● **CONSIGNE A**:
Répondez à ces questions sur l'extrait consacré à la poésie dans le métro parisien :
(i) En quelle année Gérard Cartier et Francis Combes ont-ils plaidé pour l'affichage de poésie dans le métro ?
(ii) Quel modèle londonien les inspirait, et en quelle année avait-il été instauré ?
(iii) Avec quel organisme la RATP a-t-elle créé un concours de poésie via SMS ?
● **CONSIGNE B**: D'après l'extrait sur la poésie dans le métro parisien, pourquoi les poèmes affichés au moment de la citation « ne doivent pas faire illusion » ? Répondez en une à trois phrases.
● **CONSIGNE C**: Reprenez l'extrait sur la poésie dans le métro parisien à la suite de sa dernière phrase.

● **EXTRAIT DU DOCUMENT**:
La référence à la RATP dans ce discours n’est pas anodine. Les quelques poésies logotées (NÉOL. - ligotées par des logos) que l’on peut voir dans le métro ont en effet des antécédents. Deux poètes, Gérard Cartier et Francis Combes, ont en effet plaidé dès 1992 la cause de l’affichage de poésie dans le métro. Ils s’inspiraient eux-mêmes du modèle londonien - Poems on the Underground, instauré en 1986, sur une idée de l’écrivain américain Judith Chernaik. L’opération, censée ne durer que quelques mois, dure quinze ans. De 1993 à 2007, ce ne sont donc pas seulement des phrases, mais des poèmes entiers que l’on a pu lire ici et là dans le métro parisien. Puis, changement de cap :

« Aujourd’hui, sans crier gare, la direction de la RATP semble avoir décidé d’abandonner cette campagne qui faisait partie du paysage urbain et de l’image de marque de cette grande entreprise publique. En effet, pour la première fois depuis quinze ans, aucun affichage n’est programmé. Et les quelques poèmes qui sont actuellement affichés ne doivent pas faire illusion : il s’agit d’un concours [poésie « slam »] organisé avec le Centre National du Livre et cela n’a plus rien à voir avec l’affichage habituel. Cet affichage avait en effet pour caractéristique que la poésie n’était pas enrôlée au service de telle ou telle campagne de pub ou de com’. Et l’esprit de l’opération avait toujours été de donner à lire le choix le plus éclectique possible, parmi les poètes anciens et contemporains, français et étrangers. » « Pour notre part, nous nous sommes toujours refusés à instrumentaliser la poésie ou à la réduire à telle école ou telle forme d’expression. Le slam existe et peut parfois être intéressant... mais comment peut-on penser qu’en dehors de lui, la poésie serait « ringarde » ou « élitiste » ? [2]

Les maigres extraits de poèmes affichés en fond de rame sont donc les restes de l’ancienne volonté d’éducation populaire (que l’on se gardera ici de juger), devenus de la com’ évenementielle — le flou étant volontairement maintenu par la RATP sur son site, pour qu’il semble y avoir continuité entre ces deux démarches :

« Au-delà des grands poètes, Verlaine, Rimbaud, Apollinaire, que la RATP affiche depuis 1992, l’entreprise a également permis aux amoureux de la poésie de participer à plusieurs concours de poésie. Depuis les années 2000, cinq concours ont vu à chaque fois près de 10 000 participants sous la présidence de personnalités des Arts et des lettres comme Yann Queffelec, Pierre Perret, Jacques Weber, -M-, Sapho. Les lauréats ont trouvé leurs poèmes sur les quais, dans les rames et sur notre site web aux côtés de Verlaine, Hugo, Villon et autre Garcia Lorca (sic). Ces dernières années, la RATP a diversifié son action envers la littérature (en créant un concours poésie via SMS en partenariat avec le Centre National du Livre ou encore l’opération Paroles’n’Rock qui se concrétise par l’affichage de paroles de chansons d’artistes internationaux se produisant sur la scène du festival Rock en Seine. »

● **ENTRÉES FOURNIES**:
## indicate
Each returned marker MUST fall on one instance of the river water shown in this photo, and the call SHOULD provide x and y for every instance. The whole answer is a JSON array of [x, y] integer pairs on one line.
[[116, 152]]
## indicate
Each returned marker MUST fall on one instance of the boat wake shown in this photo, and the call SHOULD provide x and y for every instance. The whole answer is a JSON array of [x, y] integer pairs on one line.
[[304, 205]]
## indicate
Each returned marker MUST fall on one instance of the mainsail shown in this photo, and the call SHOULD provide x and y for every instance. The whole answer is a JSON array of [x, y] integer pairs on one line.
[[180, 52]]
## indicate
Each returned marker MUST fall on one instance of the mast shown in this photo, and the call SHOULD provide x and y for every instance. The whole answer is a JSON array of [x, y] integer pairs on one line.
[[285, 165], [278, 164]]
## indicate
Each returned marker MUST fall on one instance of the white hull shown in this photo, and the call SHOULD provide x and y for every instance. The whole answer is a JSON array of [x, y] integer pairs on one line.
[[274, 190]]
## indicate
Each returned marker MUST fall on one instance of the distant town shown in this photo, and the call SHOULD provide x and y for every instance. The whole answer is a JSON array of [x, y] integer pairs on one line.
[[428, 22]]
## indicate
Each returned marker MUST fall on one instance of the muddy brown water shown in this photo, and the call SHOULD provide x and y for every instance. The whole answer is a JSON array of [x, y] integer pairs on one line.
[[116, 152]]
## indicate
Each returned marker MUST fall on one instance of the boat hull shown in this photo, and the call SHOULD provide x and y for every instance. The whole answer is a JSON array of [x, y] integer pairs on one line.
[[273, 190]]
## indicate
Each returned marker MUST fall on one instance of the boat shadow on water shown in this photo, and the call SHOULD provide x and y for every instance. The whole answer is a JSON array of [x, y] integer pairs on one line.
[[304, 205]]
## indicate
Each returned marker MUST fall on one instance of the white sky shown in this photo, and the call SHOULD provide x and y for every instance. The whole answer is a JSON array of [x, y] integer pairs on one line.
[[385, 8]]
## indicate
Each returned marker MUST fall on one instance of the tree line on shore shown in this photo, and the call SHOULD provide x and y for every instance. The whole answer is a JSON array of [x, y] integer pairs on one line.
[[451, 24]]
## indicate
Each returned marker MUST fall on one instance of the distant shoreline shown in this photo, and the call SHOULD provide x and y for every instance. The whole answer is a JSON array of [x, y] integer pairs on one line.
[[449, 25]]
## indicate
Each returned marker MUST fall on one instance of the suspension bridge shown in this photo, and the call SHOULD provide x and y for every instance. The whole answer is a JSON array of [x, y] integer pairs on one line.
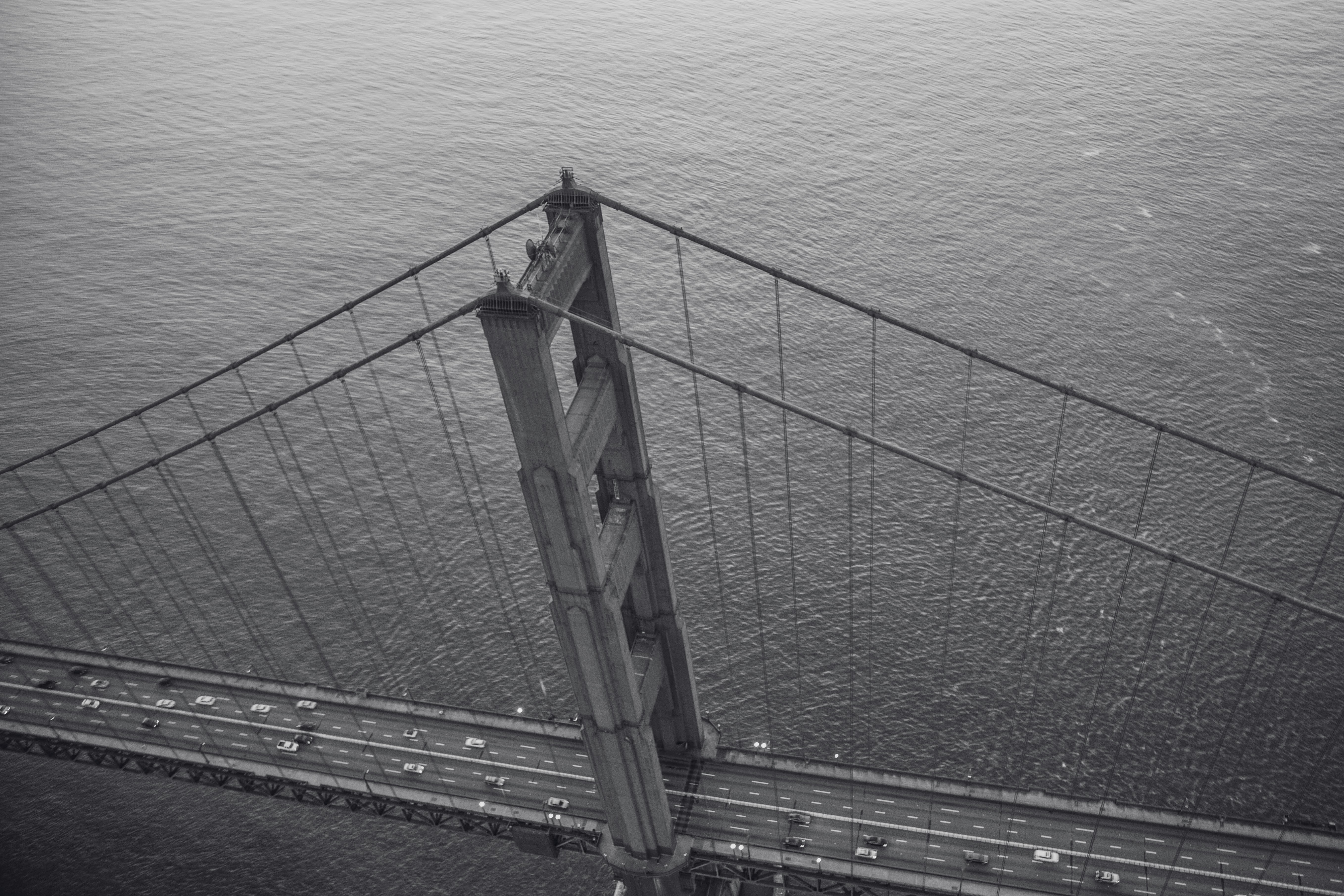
[[1111, 645]]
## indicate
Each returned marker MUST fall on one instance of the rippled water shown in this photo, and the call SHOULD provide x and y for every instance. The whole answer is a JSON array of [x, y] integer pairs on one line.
[[1142, 201]]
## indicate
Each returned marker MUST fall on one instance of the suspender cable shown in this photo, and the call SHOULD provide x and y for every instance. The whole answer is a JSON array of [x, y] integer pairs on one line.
[[407, 465], [705, 465], [788, 504], [490, 519], [756, 573], [1115, 620], [943, 468], [312, 534], [952, 567], [1197, 801], [131, 574], [1234, 781], [84, 567], [173, 566], [29, 620], [476, 523], [849, 590], [363, 518], [248, 418], [1057, 573], [275, 565], [255, 629], [1160, 758], [292, 335], [1129, 717], [943, 340], [53, 589], [386, 674], [397, 518]]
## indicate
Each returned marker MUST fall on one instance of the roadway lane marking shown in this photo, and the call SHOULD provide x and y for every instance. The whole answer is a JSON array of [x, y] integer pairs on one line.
[[951, 835], [327, 737]]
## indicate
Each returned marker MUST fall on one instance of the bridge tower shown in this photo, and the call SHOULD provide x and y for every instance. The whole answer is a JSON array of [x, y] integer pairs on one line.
[[597, 520]]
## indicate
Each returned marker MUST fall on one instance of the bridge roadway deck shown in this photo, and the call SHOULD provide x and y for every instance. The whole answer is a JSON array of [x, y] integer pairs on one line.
[[738, 809]]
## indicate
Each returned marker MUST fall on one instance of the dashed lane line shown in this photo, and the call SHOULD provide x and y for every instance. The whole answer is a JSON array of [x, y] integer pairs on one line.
[[932, 832]]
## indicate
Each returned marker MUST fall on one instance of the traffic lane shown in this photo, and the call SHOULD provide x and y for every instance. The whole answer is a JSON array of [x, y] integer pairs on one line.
[[1128, 840], [228, 729], [1070, 871]]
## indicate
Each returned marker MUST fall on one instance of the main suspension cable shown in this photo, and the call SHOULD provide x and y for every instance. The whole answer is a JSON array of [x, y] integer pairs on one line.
[[873, 311], [248, 418], [289, 338], [937, 465]]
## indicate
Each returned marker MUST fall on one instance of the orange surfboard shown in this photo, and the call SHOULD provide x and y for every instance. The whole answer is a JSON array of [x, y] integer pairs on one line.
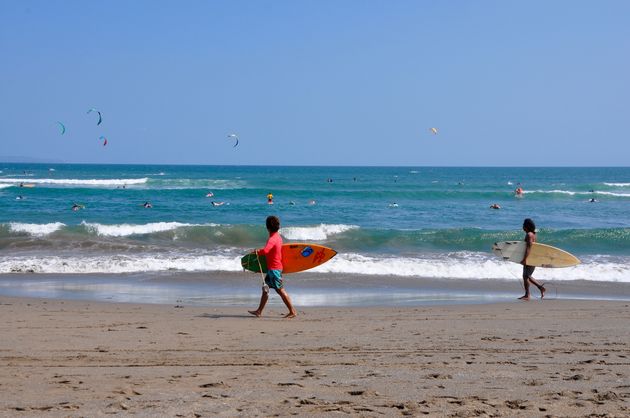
[[295, 257]]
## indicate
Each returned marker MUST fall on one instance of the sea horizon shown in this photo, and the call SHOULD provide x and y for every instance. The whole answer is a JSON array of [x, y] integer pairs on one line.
[[411, 222]]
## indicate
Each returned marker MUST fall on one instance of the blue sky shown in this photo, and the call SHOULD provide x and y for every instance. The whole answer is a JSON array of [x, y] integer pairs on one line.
[[317, 82]]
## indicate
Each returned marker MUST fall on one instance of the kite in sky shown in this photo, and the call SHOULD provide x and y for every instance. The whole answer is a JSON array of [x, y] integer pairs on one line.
[[62, 127], [235, 137], [100, 117]]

● **RÉPONSE RÉDIGÉE A**:
(i) En 1992.
(ii) Poems on the Underground, instauré en 1986.
(iii) Avec le Centre National du Livre.

● **RÉPONSE RÉDIGÉE B**: Selon le passage cité, ces poèmes relevaient d'un concours de poésie slam organisé avec le Centre National du Livre, ce qui n'avait plus rien à voir avec l'affichage habituel. Cet affichage se caractérisait en effet par le fait que la poésie n'y était enrôlée au service d'aucune campagne de publicité ou de communication. Il visait aussi à offrir le choix le plus éclectique possible parmi les poètes anciens et contemporains, français et étrangers.

● **RÉPONSE RÉDIGÉE C**:
Et pourtant, doit-on conclure si l’on veut être fair play : ça marche. Pas encore auprès du grand public, faut pas rêver (l’usager du métro, entre Gisele Bündchen à moitié nue en 4x3 pour célébrer le Printemps du H&M et l’âme de la dame à qui Verlaine dit « votre âme est un paysage choisi », il a vite fait son choix - concurrence déloyale). En revanche, là où elle fonctionne, cette instillation subtile de l’essence poétique, c’est auprès de la RATP elle-même. Il y avait déjà eu

Dans le bus, je valibus

un début d’écriture prometteur, heptamètre à rime interne, doublé d’un néologisme digne des plus grands. Depuis décembre 2010, voilà mieux encore : des octosyllabes audacieux, sur un thème contemporain (« La RATP, en collaboration avec la préfecture de police renouvelle sa campagne de prévention contre le vol de smartphones dans les transports en commun ») - cela donne des flyers, qui plus est gratuits et déjà traduits en plusieurs langues (français, anglais, allemand, chinois, japonais) :

Votre téléphone est précieux
il peut faire des envieux

Voyez la rime ! écoutez la diérèse !

NOTES

[1] Discours du 16 février 1999.

[2] Tribune adressée au PDG de la RATP, Pierre Mongin, in Métro, 27 mars 2008 : Cf. Francis Combes, 101 nouveaux poèmes dans le métro, éd. Le Temps des cerises, Pantin, 1999.